● **Work instructions**
(1) For each statement below, say whether it agrees with the passage on Arizona's abortion ban. Answer yes or no, and quote the exact words of the passage that decide it.
(a) The 1864 law provides exceptions for survivors of rape or incest.
(b) Voting on the bill lasted more than an hour.
(c) The Arizona Supreme Court's ruling came last year.
(2) Carry on the passage on Arizona's abortion ban from the point where it stops.

Arizona state Attorney General Kris Mayes called the vote “a win for freedom in our state,” but expressed concern that without an emergency clause, Arizonans would still be subject to the near total-abortion ban for some time.

“Rest assured, my office is exploring every option available to prevent this outrageous 160-year-old law from ever taking effect,” she said.

The near-total ban on abortions, which predates Arizona’s statehood, permits abortions only to save the patient's life — and provides no exceptions for survivors of rape or incest. In a ruling last month, the Arizona Supreme Court suggested doctors could be prosecuted under the 1864 law, which says that anyone who assists in an abortion can be sentenced to two to five years in prison.

Voting on the bill stretched more than an hour, amid impassioned speeches about the motivations behand individual votes.

“This is about the Civil War-era ban that criminalizes doctors and makes virtually all abortions illegal, the ban that the people of Arizona overwhelmingly don’t want,” said Democratic state Sen. Eva Burch. "We’re here to repeal a bad law. I don’t want us honoring laws about women written during a time when women were forbidden from voting because their voices were considered inferior to men.”

Point-per-instance localization data
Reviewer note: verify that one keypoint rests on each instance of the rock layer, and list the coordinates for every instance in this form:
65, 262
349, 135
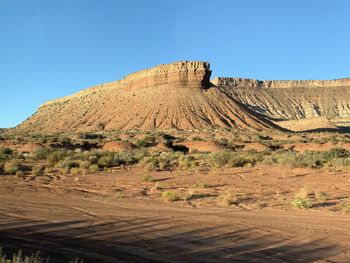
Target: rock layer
177, 95
291, 99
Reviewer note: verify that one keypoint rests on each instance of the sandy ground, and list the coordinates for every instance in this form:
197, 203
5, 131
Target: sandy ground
119, 217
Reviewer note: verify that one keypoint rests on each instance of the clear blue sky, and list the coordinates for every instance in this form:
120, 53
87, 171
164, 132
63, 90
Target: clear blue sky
53, 48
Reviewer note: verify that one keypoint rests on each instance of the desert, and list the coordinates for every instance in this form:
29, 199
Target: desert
206, 170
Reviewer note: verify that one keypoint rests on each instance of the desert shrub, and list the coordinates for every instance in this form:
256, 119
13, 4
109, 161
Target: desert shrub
5, 153
75, 170
151, 163
235, 159
339, 162
128, 157
149, 178
41, 153
299, 202
12, 167
142, 143
67, 163
106, 160
196, 139
171, 196
56, 156
84, 164
38, 170
220, 158
168, 160
90, 136
185, 161
94, 168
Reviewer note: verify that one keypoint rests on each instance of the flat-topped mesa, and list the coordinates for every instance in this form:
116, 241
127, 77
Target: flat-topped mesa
186, 74
279, 84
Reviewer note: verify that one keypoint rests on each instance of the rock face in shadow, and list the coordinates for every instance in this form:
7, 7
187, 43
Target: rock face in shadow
177, 95
296, 99
186, 74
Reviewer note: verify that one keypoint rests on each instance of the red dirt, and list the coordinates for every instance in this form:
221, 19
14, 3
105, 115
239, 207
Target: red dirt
117, 217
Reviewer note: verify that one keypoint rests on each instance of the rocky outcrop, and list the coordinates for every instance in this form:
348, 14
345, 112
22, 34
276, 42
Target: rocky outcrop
177, 95
187, 74
291, 99
280, 84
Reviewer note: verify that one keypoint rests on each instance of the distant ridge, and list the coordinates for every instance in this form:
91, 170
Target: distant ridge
177, 95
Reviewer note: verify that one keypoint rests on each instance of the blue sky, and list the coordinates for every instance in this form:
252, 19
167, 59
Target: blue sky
50, 49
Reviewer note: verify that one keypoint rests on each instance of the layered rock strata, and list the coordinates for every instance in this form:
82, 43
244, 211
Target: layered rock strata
177, 95
291, 99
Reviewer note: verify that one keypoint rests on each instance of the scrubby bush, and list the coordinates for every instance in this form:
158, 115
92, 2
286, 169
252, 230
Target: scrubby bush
171, 196
299, 202
12, 167
5, 153
42, 153
38, 170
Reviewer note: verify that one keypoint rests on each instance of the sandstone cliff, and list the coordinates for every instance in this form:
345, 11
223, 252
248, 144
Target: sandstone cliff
177, 95
291, 99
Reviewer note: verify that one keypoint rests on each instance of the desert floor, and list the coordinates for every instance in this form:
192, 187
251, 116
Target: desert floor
120, 216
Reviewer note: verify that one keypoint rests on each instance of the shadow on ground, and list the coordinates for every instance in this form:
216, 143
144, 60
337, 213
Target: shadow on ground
145, 240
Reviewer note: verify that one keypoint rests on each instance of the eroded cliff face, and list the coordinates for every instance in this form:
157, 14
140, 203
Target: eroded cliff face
177, 95
187, 74
291, 99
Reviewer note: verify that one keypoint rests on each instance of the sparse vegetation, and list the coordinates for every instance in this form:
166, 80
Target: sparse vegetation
170, 196
299, 202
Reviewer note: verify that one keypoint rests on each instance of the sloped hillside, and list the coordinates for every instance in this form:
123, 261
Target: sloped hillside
288, 100
177, 95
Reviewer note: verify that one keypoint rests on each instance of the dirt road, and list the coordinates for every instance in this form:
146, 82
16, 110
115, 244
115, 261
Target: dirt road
67, 219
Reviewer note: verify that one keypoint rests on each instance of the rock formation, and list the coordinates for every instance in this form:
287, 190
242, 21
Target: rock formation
177, 95
291, 99
180, 95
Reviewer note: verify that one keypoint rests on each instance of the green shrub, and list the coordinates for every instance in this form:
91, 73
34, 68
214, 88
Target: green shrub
41, 153
148, 178
299, 202
5, 153
106, 161
38, 170
142, 143
12, 167
170, 196
94, 168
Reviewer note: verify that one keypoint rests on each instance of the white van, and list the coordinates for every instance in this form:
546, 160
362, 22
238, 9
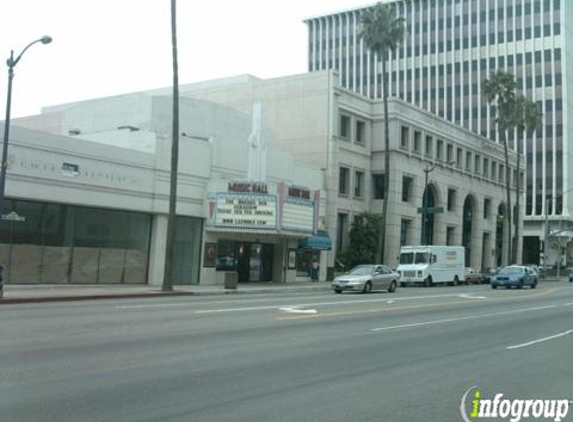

● **Results in order**
(1)
(a) No: "provides no exceptions for survivors of rape or incest."
(b) Yes: "Voting on the bill stretched more than an hour."
(c) No: "In a ruling last month, the Arizona Supreme Court suggested doctors could be prosecuted under the 1864 law."

(2)
There were numerous disruptions from people in Senate gallery, as Republican state Sen. Shawnna Bolick explained her vote in favor of repeal, joining with Democrats.

GOP state Sen. Jake Hoffman denounced Republican colleagues for joining with Democratic colleagues, calling it an affront to his party's principles.

“It is disgusting that this is the state of the Republican Party today," Hoffman said.

Advocates on both sides of the abortion issue arrived outside the Arizona Senate on Wednesday to emphasize their views. They included people affiliated with Planned Parenthood and faith-based groups opposed to abortion.

A school-age girl kneeled in prayer in front of a table holding a large statute of the Virgin Mary, while a man with a megaphone shouted at passersby to repent.

“I am expecting it will be repealed, but I am praying it won’t be,” said Karen Frigon, who was handing out brochures from the Arizona Right to Life.

Arizona is one of a handful of battleground states that will decide the next president. Former President Donald Trump, who has warned that the issue could lead to Republican losses, has avoided endorsing a national abortion ban but said he’s proud to have appointed the Supreme Court justices who allowed states to outlaw it.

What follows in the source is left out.